**The exercise**
Report every line in the listing below that contains the word "cloud", copying each such line in full.

**Stored data**
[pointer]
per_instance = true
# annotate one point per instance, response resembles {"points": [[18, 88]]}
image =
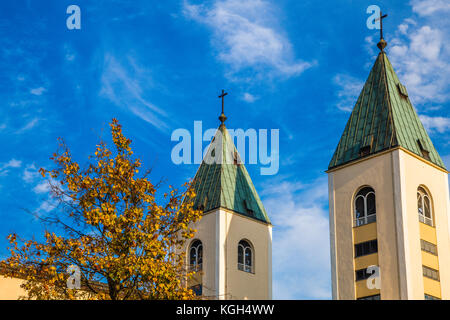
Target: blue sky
{"points": [[297, 66]]}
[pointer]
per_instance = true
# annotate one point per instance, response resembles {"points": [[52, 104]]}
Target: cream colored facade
{"points": [[220, 231], [395, 176]]}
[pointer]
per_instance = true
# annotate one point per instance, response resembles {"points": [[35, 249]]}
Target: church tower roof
{"points": [[383, 118], [222, 181]]}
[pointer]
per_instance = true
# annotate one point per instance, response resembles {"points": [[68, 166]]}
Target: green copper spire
{"points": [[383, 118], [222, 181]]}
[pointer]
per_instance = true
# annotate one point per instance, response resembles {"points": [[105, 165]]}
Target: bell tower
{"points": [[232, 248], [388, 199]]}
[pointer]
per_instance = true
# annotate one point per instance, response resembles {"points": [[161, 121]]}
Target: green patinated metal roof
{"points": [[383, 118], [223, 182]]}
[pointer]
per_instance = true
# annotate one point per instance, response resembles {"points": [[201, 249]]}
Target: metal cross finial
{"points": [[222, 117], [382, 44]]}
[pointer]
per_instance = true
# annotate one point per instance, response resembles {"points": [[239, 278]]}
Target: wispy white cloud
{"points": [[301, 256], [348, 91], [28, 126], [439, 124], [245, 36], [123, 85], [429, 7], [30, 173]]}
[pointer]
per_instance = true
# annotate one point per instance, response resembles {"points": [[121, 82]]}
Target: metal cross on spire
{"points": [[222, 117], [382, 44]]}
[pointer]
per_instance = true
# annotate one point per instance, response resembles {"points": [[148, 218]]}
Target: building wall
{"points": [[220, 232]]}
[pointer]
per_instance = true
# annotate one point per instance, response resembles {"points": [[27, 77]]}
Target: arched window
{"points": [[365, 208], [424, 207], [245, 256], [196, 255]]}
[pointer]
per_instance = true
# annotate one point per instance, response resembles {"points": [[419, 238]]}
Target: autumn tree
{"points": [[108, 226]]}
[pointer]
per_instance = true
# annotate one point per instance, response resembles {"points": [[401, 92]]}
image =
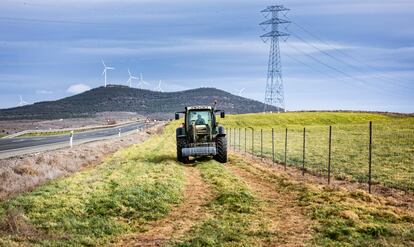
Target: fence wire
{"points": [[392, 151]]}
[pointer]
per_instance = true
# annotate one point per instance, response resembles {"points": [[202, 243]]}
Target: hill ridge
{"points": [[125, 99]]}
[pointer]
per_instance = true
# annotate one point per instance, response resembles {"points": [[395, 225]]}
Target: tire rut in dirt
{"points": [[196, 194], [284, 217]]}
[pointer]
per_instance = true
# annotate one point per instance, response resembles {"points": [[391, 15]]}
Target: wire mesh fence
{"points": [[374, 154]]}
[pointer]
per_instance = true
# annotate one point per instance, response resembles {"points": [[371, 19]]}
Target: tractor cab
{"points": [[200, 133]]}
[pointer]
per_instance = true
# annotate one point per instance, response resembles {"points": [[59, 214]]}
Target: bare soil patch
{"points": [[23, 173], [284, 217], [196, 194]]}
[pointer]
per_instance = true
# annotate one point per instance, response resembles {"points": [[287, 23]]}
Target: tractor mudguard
{"points": [[221, 131], [180, 132]]}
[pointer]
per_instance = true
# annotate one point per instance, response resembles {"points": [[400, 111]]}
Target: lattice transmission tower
{"points": [[274, 86]]}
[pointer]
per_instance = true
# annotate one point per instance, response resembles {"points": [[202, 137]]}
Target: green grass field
{"points": [[144, 183], [393, 143]]}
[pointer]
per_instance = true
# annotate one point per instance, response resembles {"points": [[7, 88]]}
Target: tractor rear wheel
{"points": [[182, 143], [221, 145]]}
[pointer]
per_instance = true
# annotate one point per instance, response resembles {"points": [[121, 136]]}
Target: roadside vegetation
{"points": [[55, 133], [251, 205], [393, 138], [139, 184]]}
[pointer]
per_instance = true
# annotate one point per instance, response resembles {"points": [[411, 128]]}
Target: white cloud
{"points": [[42, 91], [78, 88]]}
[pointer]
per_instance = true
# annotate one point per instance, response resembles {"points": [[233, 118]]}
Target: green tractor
{"points": [[200, 135]]}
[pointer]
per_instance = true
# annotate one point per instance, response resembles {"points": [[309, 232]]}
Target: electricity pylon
{"points": [[274, 86]]}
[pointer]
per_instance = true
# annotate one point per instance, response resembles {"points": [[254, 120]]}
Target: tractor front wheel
{"points": [[221, 145]]}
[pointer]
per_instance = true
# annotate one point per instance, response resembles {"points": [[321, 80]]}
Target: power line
{"points": [[366, 84], [18, 19], [344, 54]]}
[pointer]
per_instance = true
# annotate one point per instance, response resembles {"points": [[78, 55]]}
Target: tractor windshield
{"points": [[199, 118]]}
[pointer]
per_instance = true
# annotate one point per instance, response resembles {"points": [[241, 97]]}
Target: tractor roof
{"points": [[189, 108]]}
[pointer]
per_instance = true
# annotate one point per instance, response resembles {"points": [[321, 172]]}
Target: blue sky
{"points": [[52, 49]]}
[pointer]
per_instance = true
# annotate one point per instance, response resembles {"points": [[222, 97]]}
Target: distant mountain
{"points": [[125, 99]]}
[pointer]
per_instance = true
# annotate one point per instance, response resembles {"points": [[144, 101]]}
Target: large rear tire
{"points": [[221, 145], [182, 143]]}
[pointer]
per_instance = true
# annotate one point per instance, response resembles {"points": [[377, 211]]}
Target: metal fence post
{"points": [[304, 148], [230, 137], [252, 142], [329, 155], [234, 141], [286, 149], [273, 146], [239, 139], [261, 144], [370, 157]]}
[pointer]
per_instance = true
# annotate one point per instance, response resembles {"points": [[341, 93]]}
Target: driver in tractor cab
{"points": [[200, 120]]}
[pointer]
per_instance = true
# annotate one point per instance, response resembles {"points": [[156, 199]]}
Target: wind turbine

**Worked answer**
Target: wispy white cloud
Target: white cloud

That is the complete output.